### TASK PROMPT
Without the pictures, set down the records below word for word.

===== EXTRACTED INFORMATION

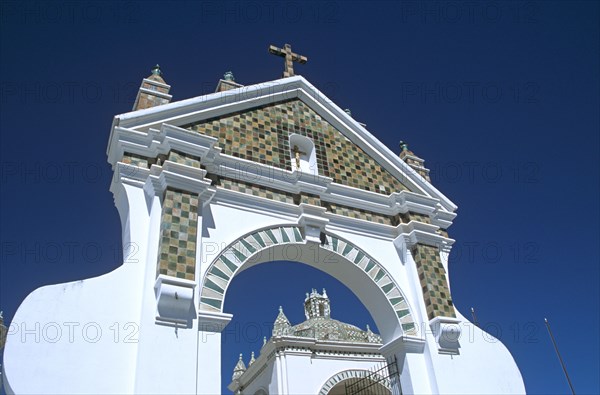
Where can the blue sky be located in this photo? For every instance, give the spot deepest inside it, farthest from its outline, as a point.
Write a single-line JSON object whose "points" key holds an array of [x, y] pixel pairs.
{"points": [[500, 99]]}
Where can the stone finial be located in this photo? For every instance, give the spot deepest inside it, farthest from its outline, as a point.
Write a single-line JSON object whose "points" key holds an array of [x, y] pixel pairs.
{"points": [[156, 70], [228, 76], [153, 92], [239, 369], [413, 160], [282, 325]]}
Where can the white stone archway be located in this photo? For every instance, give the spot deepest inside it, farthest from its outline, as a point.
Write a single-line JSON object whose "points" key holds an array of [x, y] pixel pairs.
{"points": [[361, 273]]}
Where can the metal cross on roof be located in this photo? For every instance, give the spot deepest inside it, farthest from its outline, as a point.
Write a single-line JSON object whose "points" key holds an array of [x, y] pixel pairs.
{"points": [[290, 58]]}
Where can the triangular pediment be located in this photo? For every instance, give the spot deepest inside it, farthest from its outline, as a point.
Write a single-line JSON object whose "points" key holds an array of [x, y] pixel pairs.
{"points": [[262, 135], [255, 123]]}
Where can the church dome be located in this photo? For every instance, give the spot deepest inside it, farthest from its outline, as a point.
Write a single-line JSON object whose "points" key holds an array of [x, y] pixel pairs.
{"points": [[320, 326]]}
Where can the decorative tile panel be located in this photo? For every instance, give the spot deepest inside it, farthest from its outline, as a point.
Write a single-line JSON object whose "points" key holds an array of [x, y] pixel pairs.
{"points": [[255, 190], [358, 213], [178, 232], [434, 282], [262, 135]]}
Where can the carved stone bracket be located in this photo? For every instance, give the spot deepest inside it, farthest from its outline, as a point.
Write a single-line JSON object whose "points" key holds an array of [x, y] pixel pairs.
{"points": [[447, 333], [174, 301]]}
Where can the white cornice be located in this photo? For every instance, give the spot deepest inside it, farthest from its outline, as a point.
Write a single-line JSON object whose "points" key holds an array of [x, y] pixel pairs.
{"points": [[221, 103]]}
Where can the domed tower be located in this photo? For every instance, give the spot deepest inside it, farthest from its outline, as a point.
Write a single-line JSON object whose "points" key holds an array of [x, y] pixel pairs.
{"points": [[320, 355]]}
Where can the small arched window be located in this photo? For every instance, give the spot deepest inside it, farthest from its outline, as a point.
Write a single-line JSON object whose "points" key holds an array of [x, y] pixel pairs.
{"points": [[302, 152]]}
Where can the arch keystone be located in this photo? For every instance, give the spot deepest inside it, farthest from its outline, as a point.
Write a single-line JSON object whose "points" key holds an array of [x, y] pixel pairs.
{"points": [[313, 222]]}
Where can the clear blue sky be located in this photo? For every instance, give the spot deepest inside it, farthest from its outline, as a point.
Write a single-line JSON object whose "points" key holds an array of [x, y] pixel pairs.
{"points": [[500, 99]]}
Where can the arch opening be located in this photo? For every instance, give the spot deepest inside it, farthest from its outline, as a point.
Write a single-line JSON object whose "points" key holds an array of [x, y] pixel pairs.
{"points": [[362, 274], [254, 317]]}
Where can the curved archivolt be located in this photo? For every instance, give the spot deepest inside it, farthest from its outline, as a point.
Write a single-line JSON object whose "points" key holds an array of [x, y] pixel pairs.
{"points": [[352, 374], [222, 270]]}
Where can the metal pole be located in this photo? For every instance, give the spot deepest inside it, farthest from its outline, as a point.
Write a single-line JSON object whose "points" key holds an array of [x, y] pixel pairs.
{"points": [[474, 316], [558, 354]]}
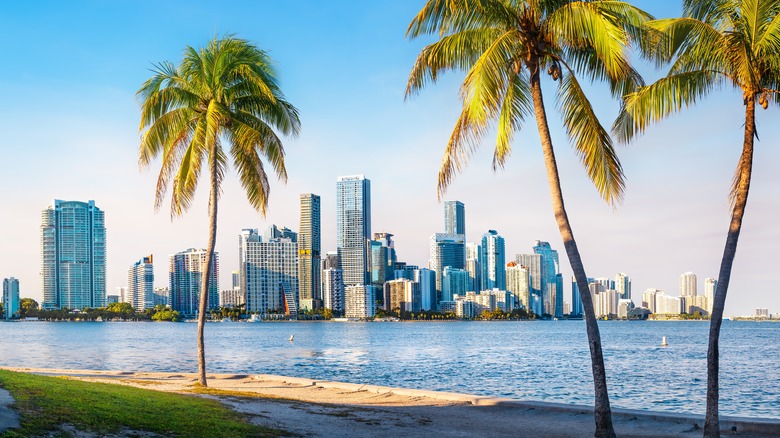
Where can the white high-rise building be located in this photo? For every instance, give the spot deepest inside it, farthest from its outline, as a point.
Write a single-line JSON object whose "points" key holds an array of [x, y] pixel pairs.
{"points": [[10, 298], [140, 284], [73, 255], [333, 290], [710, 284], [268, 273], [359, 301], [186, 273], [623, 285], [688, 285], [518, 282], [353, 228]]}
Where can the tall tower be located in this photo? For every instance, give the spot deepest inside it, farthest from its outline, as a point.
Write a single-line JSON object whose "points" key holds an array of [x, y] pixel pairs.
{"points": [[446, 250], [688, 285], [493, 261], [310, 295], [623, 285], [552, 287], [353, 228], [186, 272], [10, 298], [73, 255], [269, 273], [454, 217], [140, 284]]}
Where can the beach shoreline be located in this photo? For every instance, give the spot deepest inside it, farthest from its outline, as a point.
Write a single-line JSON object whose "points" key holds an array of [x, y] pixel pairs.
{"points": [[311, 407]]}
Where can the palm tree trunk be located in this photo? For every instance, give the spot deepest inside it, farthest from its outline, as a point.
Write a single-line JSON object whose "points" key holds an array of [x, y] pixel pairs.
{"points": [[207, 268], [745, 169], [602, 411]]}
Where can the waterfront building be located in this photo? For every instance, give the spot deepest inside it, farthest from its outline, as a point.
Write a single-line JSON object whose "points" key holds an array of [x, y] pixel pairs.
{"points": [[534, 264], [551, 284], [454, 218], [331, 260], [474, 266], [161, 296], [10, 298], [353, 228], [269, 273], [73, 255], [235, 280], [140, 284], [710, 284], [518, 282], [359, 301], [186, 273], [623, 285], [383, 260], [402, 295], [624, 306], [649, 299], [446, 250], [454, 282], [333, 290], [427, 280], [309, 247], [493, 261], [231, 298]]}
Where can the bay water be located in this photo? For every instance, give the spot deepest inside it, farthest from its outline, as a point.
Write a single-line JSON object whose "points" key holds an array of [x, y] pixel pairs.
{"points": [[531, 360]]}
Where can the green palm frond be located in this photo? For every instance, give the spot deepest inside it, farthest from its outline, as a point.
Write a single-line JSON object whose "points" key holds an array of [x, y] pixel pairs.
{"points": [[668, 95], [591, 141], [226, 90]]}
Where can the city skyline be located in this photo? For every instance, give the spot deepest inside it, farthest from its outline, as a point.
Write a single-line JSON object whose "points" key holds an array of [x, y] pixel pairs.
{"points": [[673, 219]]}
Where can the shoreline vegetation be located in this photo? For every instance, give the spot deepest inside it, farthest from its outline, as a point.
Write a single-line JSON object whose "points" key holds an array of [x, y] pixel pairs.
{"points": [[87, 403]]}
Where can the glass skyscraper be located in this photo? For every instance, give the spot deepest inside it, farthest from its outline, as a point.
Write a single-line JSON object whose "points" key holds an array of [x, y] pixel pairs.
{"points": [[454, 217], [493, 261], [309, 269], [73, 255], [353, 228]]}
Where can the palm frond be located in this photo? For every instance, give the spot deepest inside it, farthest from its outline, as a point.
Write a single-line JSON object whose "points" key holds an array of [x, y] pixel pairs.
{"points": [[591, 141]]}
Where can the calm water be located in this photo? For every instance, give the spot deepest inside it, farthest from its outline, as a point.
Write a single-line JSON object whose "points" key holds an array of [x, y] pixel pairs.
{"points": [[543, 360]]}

==========

### TASK SOLUTION
Where can the blue sky be located in this photo? For every instance, give the spot deepest inside it, farthest from its outline, as a point.
Write a single-line JSON object whose "points" key holds an array of [x, y] pixel pairs.
{"points": [[500, 99]]}
Where can the stone finial be located in this photo? For every instance, give the spot deepest inside it, farthest from its outline, as a point.
Write a single-line JSON object whose "points" key holds an array of [x, y] pixel pairs.
{"points": [[156, 70], [228, 76], [153, 92], [239, 369], [413, 160], [282, 325]]}
Where can the white stone archway be located in this photo? For every instance, give the spot deepest inside it, farthest from its outline, as a point.
Write a single-line JSON object whose "points" key holds an array of [x, y] pixel pairs.
{"points": [[361, 273]]}
Where can the metal cross on roof be located in this photo? For every instance, give the spot deepest inside it, farthest from its outline, as a point.
Write a single-line JSON object whose "points" key holds an array of [x, y] pixel pairs.
{"points": [[290, 58]]}
Where can the triangular pediment be located in this photo? For every instance, give the spot deepest inside it, farthest from its outline, as a point.
Write a single-line JSON object whose "points" key holds an array of [x, y] pixel pairs.
{"points": [[262, 135], [255, 123]]}
Where can the church dome be located in this photo? For every instance, give the spot deepest inside it, farthest from its outline, as a point.
Write a single-line JSON object whose "points" key holds an array of [x, y] pixel pairs.
{"points": [[320, 326]]}
Where can the decorative tile panel be located in this photo? For every instance, give the spot deepest inside it, farthest from its outline, as a point.
Write a single-line JSON object whose "points" key holds an array of [x, y] pixel pairs.
{"points": [[255, 190], [358, 213], [178, 232], [434, 282], [262, 135]]}
Where can the carved stone bracket be located in this photo? For every instance, give the spot deepest inside it, farthest from its outline, as a point.
Write a single-line JSON object whose "points" key holds an array of [x, y] pixel pairs.
{"points": [[447, 333], [174, 301]]}
Where can the white cornice be located in this photo? For every instance, give the spot deepest inside it, farthest from its outline, as a point.
Write a single-line JSON object whose "points" key holds an array of [x, y] pixel pairs.
{"points": [[221, 103]]}
Where can the domed tower be located in this photo? For every instance, give the spot deepest inside it, farthest from its outline, as a point.
Write a single-line JSON object whose "points" key holds an array of [x, y] pixel pairs.
{"points": [[320, 355]]}
Where can the small arched window be located in this photo? For every instance, give the spot deepest inside it, farthest from its outline, as a point.
Write a single-line JSON object whose "points" key holds an array of [x, y] pixel pairs.
{"points": [[302, 152]]}
Where can the arch keystone be located in this photo? For every instance, give the spot deepest inside it, farthest from its outline, as a point.
Write a single-line JSON object whose "points" key holds an array of [x, y] pixel pairs.
{"points": [[313, 222]]}
Where can the clear blue sky be located in this photo? For every instance, give the spot deepest inside it, farthest from its outline, as a point.
Write a single-line JSON object whose "points" key holds an array of [x, y] pixel pairs.
{"points": [[500, 99]]}
Where can the arch opening be located in this photo? For every instance, give the spot deepest inside it, farthest from its outline, as a point.
Write a single-line JSON object whose "points" key holds an array of [x, y] pixel pairs.
{"points": [[362, 274], [254, 317]]}
Where can the curved archivolt be located in this photo? For every instance, give the spot deepest inside it, farthest from its outline, as a point.
Write a single-line JSON object whose "points" key holds an array of [x, y] pixel pairs.
{"points": [[352, 374], [222, 270]]}
Where can the metal pole be located in this photo? For every instance, give the spot deepest inside it, farthest from its outline, as a point.
Write a single-line JSON object whose "points" key holds an array of [x, y] pixel pairs.
{"points": [[474, 316], [558, 354]]}
Where can the white high-rise building be located in this photo? For every instance, give the spot deepest inside it, farthest from its outline, as a point.
Write a single-line JSON object whose "points" key holds an array of [x, y] pixel pairs.
{"points": [[10, 298], [140, 284], [73, 255], [333, 290], [710, 284], [268, 273], [359, 301], [186, 273], [623, 285], [688, 285], [518, 282], [353, 228]]}
Where can the tall tower be located in this photo? For every instance, give the spot deepest inside it, farthest from its outline, as a point.
Write a single-line JSON object whose "points" key holds an array of [x, y] pixel pairs.
{"points": [[446, 250], [688, 285], [493, 261], [310, 295], [623, 285], [552, 287], [353, 228], [186, 272], [10, 298], [73, 255], [269, 273], [454, 217], [140, 284]]}
Where can the beach shoreline be located in this photo? For every instance, give the spot deepest inside it, farthest from its outline, as a point.
Write a single-line JSON object whose "points" key holds an array of [x, y] pixel pairs.
{"points": [[311, 407]]}
Where can the palm tree trunk be located in this photo? For every instance, give the spot deepest inside it, farthest from its outline, as a point.
Write a single-line JSON object whose "points" key holds an array of [x, y] pixel pairs.
{"points": [[207, 268], [745, 169], [602, 411]]}
Where can the waterfront building be located in this photo? For every instance, give the spot deepest inside it, farthest from its outline, as a point.
Write a single-line JSON object whose "points" key holds an array of [x, y] pixel pairs.
{"points": [[534, 264], [551, 284], [454, 218], [331, 260], [474, 266], [161, 296], [10, 298], [353, 228], [269, 273], [73, 255], [235, 280], [140, 284], [710, 284], [518, 282], [359, 301], [186, 273], [623, 285], [383, 260], [402, 295], [624, 306], [649, 299], [446, 250], [454, 282], [333, 290], [427, 280], [309, 247], [493, 261], [231, 298]]}
Where can the bay water be located in this photo? For every instance, give the spot deepest inside it, farthest from its outline, as a point.
Write a single-line JSON object whose "points" key holds an array of [x, y] pixel pairs.
{"points": [[531, 360]]}
Where can the green palm frond be located in this photo? For every instance, give the spot deepest inside it, farthest from its outline, as a point.
Write a single-line JSON object whose "points" key holds an array of [x, y] pixel pairs.
{"points": [[668, 95], [591, 141], [226, 90]]}
Where can the city skyline be located in this photo? For every instance, give the spot deepest inside it, farthest from its outline, as a point.
Write a single-line JSON object whose "points" key holds an array of [x, y] pixel pairs.
{"points": [[673, 219]]}
Where can the shoreline vegetation be located in this photo? For every instance, give the spot deepest inside it, farthest from its outline, as a point.
Write a single-line JSON object whose "points" key holds an array of [x, y] pixel pairs.
{"points": [[87, 403]]}
Where can the glass skyscraper be located in this photo? For every instance, give the spot deepest inside it, farthest from its outline, as a point.
Write a single-line JSON object whose "points" key holds an array of [x, y] pixel pairs.
{"points": [[454, 217], [493, 261], [309, 269], [73, 255], [353, 228]]}
Where can the palm frond be located in this photo? For every instance, give the spot deepest inside it, farthest from its outline, as a point.
Write a single-line JSON object whose "points" key holds an array of [x, y] pixel pairs.
{"points": [[591, 141]]}
Where can the calm water be located in this photo? For every instance, give the spot deepest inside it, farthest from its outline, as a point.
Write a single-line JSON object whose "points" key holds an array of [x, y] pixel pairs.
{"points": [[543, 360]]}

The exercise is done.